#### [Фрагмент документа]
________

Мышь и Вселенная
Принстонский университет, Соединенные Штаты, 14 апреля 1954 г.
Когда пожилой человек вошел в зал 307 физической лаборатории Палмера, собравшиеся там 60 студентов немедленно затихли. Студенты были воодушевлены и взволнованы. Все понимали, что являются свидетелями исключительного события. Без сомнения, единственный раз в жизни им предстояло увидеть и услышать речь величайшего физика всех времен, живую легенду науки XX в. – Альберта Эйнштейна. Им предстояло присутствовать на последней лекции великого человека.
Годом ранее некоторым из них посчастливилось получить приглашение на чаепитие в дом Эйнштейна, Мерсер-стрит, 112, где они могли напрямую задать мэтру волновавшие их вопросы: от природы электричества и основ единой теории поля до расширения Вселенной и отношения Эйнштейна к квантовой теории. С изяществом и благожелательностью Эйнштейн вступил в игру и подробно отвечал на все вопросы. Его даже не смутило, когда наиболее отважный студент решился спросить: «Профессор Эйнштейн, что станет с этим домом, когда вас больше не будет?» Широкая улыбка осветила лицо пожилого человека. Без заминки он ответил на хорошем английском с легким немецким акцентом: «Этот дом никогда не станет культовым местом, куда будут приходить паломники посмотреть на кости святого».

________

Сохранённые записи
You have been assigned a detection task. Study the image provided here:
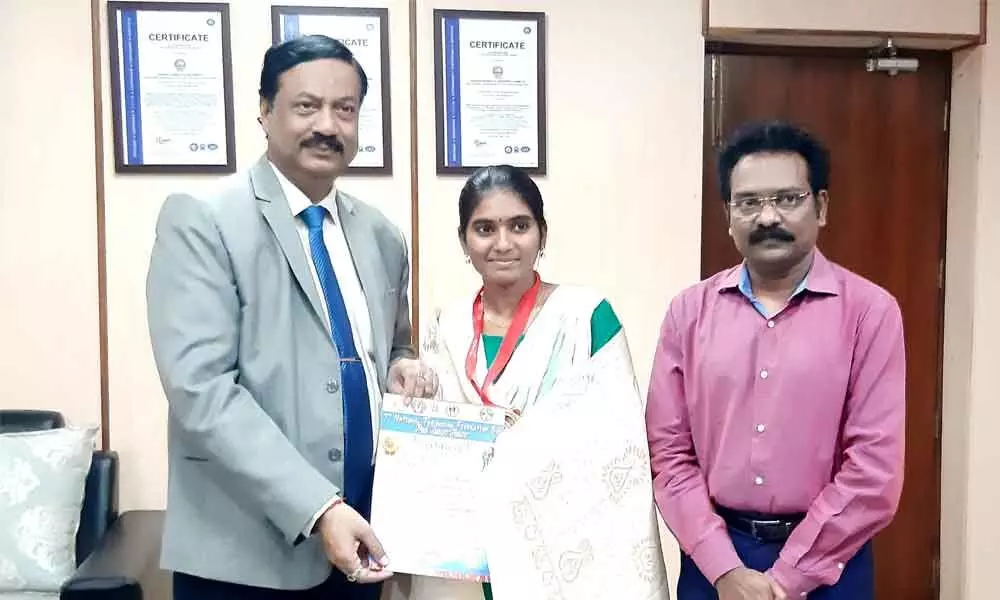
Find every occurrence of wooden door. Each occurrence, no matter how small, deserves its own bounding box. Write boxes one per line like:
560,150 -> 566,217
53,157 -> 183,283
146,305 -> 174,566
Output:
701,51 -> 951,600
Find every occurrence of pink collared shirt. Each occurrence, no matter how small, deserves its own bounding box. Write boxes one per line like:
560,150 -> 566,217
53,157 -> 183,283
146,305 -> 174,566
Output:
646,250 -> 906,598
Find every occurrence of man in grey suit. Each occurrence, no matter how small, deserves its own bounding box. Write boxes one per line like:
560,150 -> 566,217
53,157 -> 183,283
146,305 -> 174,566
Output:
147,36 -> 437,600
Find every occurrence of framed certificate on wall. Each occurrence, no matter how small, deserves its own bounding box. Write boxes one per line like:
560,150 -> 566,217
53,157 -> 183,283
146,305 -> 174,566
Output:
108,2 -> 236,173
434,10 -> 546,174
271,6 -> 392,175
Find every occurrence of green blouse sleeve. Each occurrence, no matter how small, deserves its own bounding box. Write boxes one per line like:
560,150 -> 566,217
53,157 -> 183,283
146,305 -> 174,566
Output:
590,300 -> 622,356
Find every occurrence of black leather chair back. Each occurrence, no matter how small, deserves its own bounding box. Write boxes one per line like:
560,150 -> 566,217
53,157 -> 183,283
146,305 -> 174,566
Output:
0,410 -> 118,566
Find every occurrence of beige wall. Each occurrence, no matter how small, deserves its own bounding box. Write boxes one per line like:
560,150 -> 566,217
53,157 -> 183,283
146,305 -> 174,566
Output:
941,1 -> 1000,600
0,0 -> 101,432
709,0 -> 980,35
0,0 -> 1000,600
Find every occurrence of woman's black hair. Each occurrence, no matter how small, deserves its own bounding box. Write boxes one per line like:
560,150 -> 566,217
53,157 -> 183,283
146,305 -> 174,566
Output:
458,165 -> 548,241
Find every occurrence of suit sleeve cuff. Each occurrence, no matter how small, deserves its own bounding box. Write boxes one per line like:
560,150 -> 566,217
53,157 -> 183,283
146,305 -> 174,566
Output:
767,558 -> 819,600
691,527 -> 743,585
302,496 -> 340,538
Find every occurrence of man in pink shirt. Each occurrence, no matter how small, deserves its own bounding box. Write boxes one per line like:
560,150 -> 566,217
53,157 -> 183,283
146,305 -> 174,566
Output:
646,123 -> 905,600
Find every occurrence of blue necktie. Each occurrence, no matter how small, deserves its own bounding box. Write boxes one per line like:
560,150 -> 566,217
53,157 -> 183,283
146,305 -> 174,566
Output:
299,204 -> 374,520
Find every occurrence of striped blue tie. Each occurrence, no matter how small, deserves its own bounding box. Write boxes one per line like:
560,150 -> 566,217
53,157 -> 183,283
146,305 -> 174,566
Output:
299,205 -> 374,520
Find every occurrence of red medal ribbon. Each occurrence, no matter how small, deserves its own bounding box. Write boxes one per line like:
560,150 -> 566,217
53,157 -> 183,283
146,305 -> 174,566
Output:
465,273 -> 542,406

________

#### [Задание]
Продолжите текст о последней лекции Эйнштейна в Принстоне с того места, где он заканчивается, то есть сразу после ответа Эйнштейна о будущем его дома.

#### [Итоговый результат]
Американский физик-теоретик Джон Арчибальд Уилер начал преподавать теорию относительности (специальную и общую) на физическом факультете Принстонского университета с осени 1952 г. Это была его идея пригласить студентов своего курса на чаепитие в дом Эйнштейна в мае 1953 г., чтобы таким образом мотивировать их к более глубокому изучению теории относительности. И именно он убедил Эйнштейна весной 1954 г. прийти, чтобы провести семинар для избранной группы студентов физического факультета. Конечно, информация о предстоящем семинаре быстро распространилась, и большое количество студентов со смежных кафедр, особенно математики, пришли, чтобы услышать Эйнштейна. В группу студентов, заполнившую небольшой лекционный зал, удалось втиснуться и нескольким профессорам.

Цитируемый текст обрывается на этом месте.